# Taipan or Brown



## Mulcahy (May 27, 2008)

Hey i was just wondering how to easily tell the difference between a taipan and a Brown Snake cause we have had a heap of these snakes getting around and we dont no which one they are,


----------



## m.punja (May 27, 2008)

textilis - common/eastern browns have spots/specks on their bellies, not sure about western browns. I'm pretty sure the tais don't. Either way, good idea to steer clear


----------



## dodgie (May 27, 2008)

Taipans have a coffin shaped head.


----------



## Mulcahy (May 27, 2008)

well they have the coffin shaped head so we may have to get the snake man in


----------



## flinders (May 27, 2008)

m.punja said:


> textilis - common/eastern browns have spots/specks on their bellies, not sure about western browns. I'm pretty sure the tais don't. Either way, good idea to steer clear




tais do have orange - pink spots as well.

Outline entries for images
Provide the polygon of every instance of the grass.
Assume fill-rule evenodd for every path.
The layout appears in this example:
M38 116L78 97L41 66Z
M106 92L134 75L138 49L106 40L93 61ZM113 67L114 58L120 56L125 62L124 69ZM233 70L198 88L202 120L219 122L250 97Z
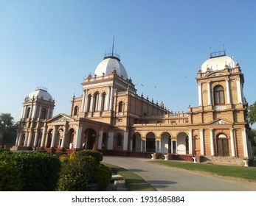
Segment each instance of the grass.
M154 160L150 163L176 167L187 170L204 171L223 177L232 177L256 182L256 168L212 164L195 164L187 162Z
M155 191L156 190L139 175L111 164L105 163L114 174L122 175L129 191Z

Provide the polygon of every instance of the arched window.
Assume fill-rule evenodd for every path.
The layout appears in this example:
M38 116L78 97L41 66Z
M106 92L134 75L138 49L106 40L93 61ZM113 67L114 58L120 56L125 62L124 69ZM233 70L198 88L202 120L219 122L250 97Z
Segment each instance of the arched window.
M75 106L75 109L74 109L74 116L77 116L77 110L78 110L78 107Z
M31 110L31 108L30 108L30 107L28 107L28 108L27 108L27 116L26 116L26 118L30 118L30 110Z
M222 86L218 85L214 88L214 104L224 104L224 90Z
M119 102L119 106L118 106L118 112L122 113L123 109L123 102L121 101Z
M217 136L217 155L227 157L229 154L228 140L224 134L221 133Z
M91 95L90 94L88 96L88 102L87 102L87 111L89 112L91 112L92 111L92 98L91 98Z
M40 118L46 118L46 109L43 108L41 110Z
M122 138L120 134L117 135L117 146L122 146Z
M102 97L102 110L105 110L105 93L103 93L103 97Z
M100 99L100 94L98 93L96 93L94 94L94 111L98 111L99 110L99 99Z

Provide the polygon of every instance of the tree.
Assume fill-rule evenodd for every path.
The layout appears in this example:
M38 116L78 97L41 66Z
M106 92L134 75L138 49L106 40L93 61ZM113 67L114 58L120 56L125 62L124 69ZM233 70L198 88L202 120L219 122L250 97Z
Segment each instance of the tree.
M248 122L252 125L256 122L256 102L248 107Z
M0 114L0 146L15 144L18 127L10 113Z

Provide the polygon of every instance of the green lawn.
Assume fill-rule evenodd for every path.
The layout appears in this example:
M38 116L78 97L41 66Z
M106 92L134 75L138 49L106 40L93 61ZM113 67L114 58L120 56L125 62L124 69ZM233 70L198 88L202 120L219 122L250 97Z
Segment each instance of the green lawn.
M155 191L156 190L139 175L131 172L123 168L105 163L114 174L122 175L125 180L129 191Z
M232 177L256 182L256 168L233 166L213 165L204 163L193 163L171 160L154 160L150 163L162 164L167 166L176 167L192 171L204 171L224 177Z

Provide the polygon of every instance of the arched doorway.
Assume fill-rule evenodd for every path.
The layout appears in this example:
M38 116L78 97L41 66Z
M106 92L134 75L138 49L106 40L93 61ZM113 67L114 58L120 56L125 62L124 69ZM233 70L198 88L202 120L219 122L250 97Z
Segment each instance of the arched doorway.
M200 149L200 138L198 136L195 136L194 138L194 155L199 156L201 154Z
M61 147L61 143L63 138L63 129L60 129L57 133L57 148Z
M156 152L156 135L151 132L148 133L146 136L146 152Z
M83 143L83 149L93 149L95 147L96 132L94 129L89 128L84 132L84 141Z
M52 129L49 130L48 135L47 135L47 141L46 141L46 147L49 148L51 146L51 143L52 143Z
M185 132L180 132L177 136L177 154L188 154L188 136Z
M168 132L162 134L159 150L162 153L170 153L170 135Z
M224 133L217 135L217 155L220 157L229 156L228 139Z
M133 135L133 152L141 152L141 135L139 132L135 132Z

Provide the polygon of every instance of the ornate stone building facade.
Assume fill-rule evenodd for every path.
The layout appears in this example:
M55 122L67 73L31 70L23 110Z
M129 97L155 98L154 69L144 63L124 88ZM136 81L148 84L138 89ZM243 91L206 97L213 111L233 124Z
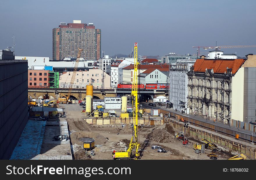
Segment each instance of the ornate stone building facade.
M232 78L245 61L197 60L187 73L190 113L229 123L232 119Z

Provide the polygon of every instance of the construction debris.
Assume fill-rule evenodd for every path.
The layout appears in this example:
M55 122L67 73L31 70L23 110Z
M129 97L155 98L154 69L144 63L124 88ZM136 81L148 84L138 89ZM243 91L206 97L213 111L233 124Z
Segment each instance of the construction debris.
M53 141L65 141L69 139L69 137L67 135L59 135L54 136L52 138Z

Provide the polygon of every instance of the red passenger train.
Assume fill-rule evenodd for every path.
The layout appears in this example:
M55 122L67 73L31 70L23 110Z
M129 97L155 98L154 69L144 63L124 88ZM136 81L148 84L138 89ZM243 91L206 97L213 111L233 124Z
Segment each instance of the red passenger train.
M118 89L131 89L132 84L118 84L117 85ZM166 86L165 84L138 84L138 88L140 89L166 89L169 88L169 86Z
M145 89L144 84L138 84L138 89ZM118 89L131 89L132 84L118 84L117 85Z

**WRITTEN INSTRUCTION A**
In the taipan thread, echo everything from "## m.punja (May" down to "dodgie (May 27, 2008)".
**WRITTEN INSTRUCTION B**
In the taipan thread, why does Mulcahy say they may have to get the snake man in? Explain in one to three sentences.
**WRITTEN INSTRUCTION C**
In the taipan thread, what color are the spots that flinders says taipans have?

**RIGHT ANSWER A**
## m.punja (May 27, 2008)

textilis - common/eastern browns have spots/specks on their bellies, not sure about western browns. I'm pretty sure the tais don't. Either way, good idea to steer clear


----------



## dodgie (May 27, 2008)

**RIGHT ANSWER B**
The snakes around Mulcahy's place have a coffin-shaped head. Earlier in the thread, dodgie says taipans have that kind of head.

**RIGHT ANSWER C**
Orange-pink.